Goal of the exercise
Pull every line of the records below and reproduce each one word for word, in the same order.

+ + + +

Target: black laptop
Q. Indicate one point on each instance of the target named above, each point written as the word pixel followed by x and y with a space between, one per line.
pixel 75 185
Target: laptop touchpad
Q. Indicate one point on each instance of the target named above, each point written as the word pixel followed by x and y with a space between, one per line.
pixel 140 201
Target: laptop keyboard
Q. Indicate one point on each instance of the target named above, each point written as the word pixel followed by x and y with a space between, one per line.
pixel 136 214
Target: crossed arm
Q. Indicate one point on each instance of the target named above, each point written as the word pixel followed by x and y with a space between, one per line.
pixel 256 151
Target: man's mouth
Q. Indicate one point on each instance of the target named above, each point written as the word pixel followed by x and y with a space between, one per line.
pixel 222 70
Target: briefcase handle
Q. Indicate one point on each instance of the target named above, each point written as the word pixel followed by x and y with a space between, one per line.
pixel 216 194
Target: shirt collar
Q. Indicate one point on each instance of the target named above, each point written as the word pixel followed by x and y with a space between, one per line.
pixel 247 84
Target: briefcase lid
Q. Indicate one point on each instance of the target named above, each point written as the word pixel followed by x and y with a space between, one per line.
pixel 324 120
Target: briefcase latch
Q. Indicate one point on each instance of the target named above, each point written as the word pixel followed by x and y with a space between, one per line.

+ + + +

Exercise response
Target: black laptop
Q. Indicate one point on each instance of the target named above, each point written as the word pixel followed by x and y with a space between, one per line.
pixel 75 185
Target: laptop touchpad
Q. Indicate one point on each instance of the target named above, each point written as the word pixel followed by x and y with a space between, one per line.
pixel 140 201
Target: laptop keyboard
Q. Indicate one point on each instance of the target named above, each point written as the word pixel followed by x and y with a space between, one per line.
pixel 136 214
Target: crossed arm
Q. Indicate one point on each instance of the target named above, each point written as the word pixel followed by x and y with a space between, one per line.
pixel 256 151
Target: man's mouth
Q. Indicate one point on each instance of the target named above, each point written as the word pixel followed by x and y with a space between, one per line.
pixel 222 70
Target: briefcase handle
Q. Indicate one point on each instance of the target named above, each point written as the word pixel followed by x and y with a space between, one per line.
pixel 216 194
Target: shirt collar
Q. Indicate one point on each instance of the target named above, each point written as the word pixel followed by x and y with a space between, one per line.
pixel 247 84
Target: briefcase lid
Q. Indicate one point on each instance of the target named above, each point written as the word pixel followed by x and y with a space between, one per line.
pixel 324 120
Target: briefcase latch
Q. Indicate one point on each instance of the target named above, each point written as the word pixel followed by x and y with a space between, one per line.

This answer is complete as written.